Explore the material:
A. Answer these questions using the joint replacement recovery text:
(i) What kind of swimming pool does it say is preferable?
(ii) Which two things does it single out for getting in shape before surgery?
(iii) According to the surgeon, how many pounds of force on the knee does 10 lbs. of body weight translate into with each step?
B. Take the joint replacement recovery text further, picking up after its final sentence.
Start of Source text
Everyone in the Pool

     It takes a lot of work to rehabilitate your knees and hips after replacement surgery, and physical therapy can be daunting.  Despite the challenges, there was one part of physical rehab that I wouldn’t have traded for the world: getting in the swimming pool.  Once the incision is healed and your surgeon gives you the go-ahead, find a place with a swimming pool.  Preferably, one heated for therapy rather than recreation.  Shoulder-deep water gives you the buoyancy that allows you to walk around and stretch without full weight-bearing.  You can move freely without the worry of falling.  In addition, the hydrostatic pressure of the water helps squeeze some of the swelling out of your leg.  It felt like walking in a low gravity environment while getting a knee massage at the same time.  I couldn’t wait to get in the pool.

Get in Shape Before Surgery

     Getting in shape is another big game-changer.  Two things in particular: lose weight and strengthen your arms.  First, lose weight.  Remember, knees and hips are weight-bearing joints.  My surgeon told me that 10 lbs. of body weight translates into 40 lbs. of force on your knee with each step you take.  That means if you are 50 lbs. overweight, you put an extra 200 lbs. of pressure on your knee. It’s going to be a whole lot easier recovering from knee replacement if you lose as much weight as you can before surgery.  I know that is asking a lot since you have limited exercise ability from arthritis in the first place.  Work with your doctor and even a nutritionist BEFORE surgery.
End of Source text
Start of Material supplied
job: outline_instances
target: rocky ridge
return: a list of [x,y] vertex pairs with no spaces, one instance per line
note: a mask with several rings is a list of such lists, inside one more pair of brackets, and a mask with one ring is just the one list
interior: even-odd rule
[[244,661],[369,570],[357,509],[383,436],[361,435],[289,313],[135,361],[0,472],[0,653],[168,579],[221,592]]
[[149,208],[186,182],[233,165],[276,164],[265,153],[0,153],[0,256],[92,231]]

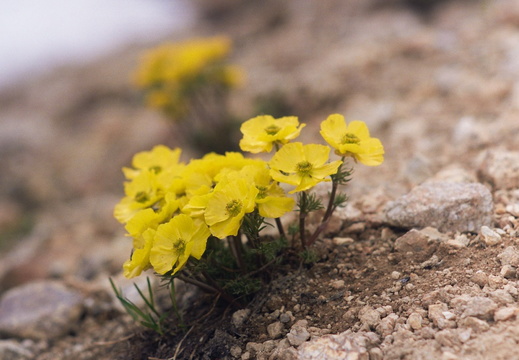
End of Material supplied
Results in order:
A.
(i) One heated for therapy rather than recreation.
(ii) Losing weight and strengthening your arms.
(iii) 40 lbs.

B.
     The second important part of getting in shape before surgery is strengthening your hands, arms, and shoulders.  Since your knee or hip will have limited capabilities during recovery, you will depend a lot on your upper extremities to get around.  You might require crutches, a walker, or a wheelchair, all of which require arm strength.  It was bad enough that my knees hurt after surgery.  I was not prepared for all of the extra discomforts in my hands and shoulders.  During my hospital stay for hip replacement, there was a triangular-shaped bar suspended above my bed.  I would use this to pull myself up.   Can you pull yourself up?  Can you walk with crutches?  Learn how and develop your upper body strength BEFORE you have to use crutches.  After the surgery, it is terrible to learn that you don’t have the upper body strength to use crutches properly. It’s elective surgery.  You have time.

Not All Physical Therapist are Created Equal

     I assume that you did your due diligence in choosing a surgeon and didn’t just pick whoever was available.  Do the same with your physical therapist.  You will spend a lot more time with your therapist than your surgeon, and having a great physical therapist can make all of the difference in your recovery.  I have experienced the whole gamut.  The worst physical therapist I had just sat and read the newspaper while I did everything myself.  The best was a world-class trainer for the Chicago Bulls.  Like everything else in life, there is a tremendous range of competency among physical therapists.  Choose wisely.  Ask questions.  Do your research.  If you’re not happy with your physical therapist, find another.  Your new joint will appreciate it.

     I hope this helps anyone contemplating joint replacement.  Just remember, these suggestions are my own experience and are not considered medical advice.  Please consult your surgeon first.  The purpose of this article is to get you to ask questions.  Stay healthy.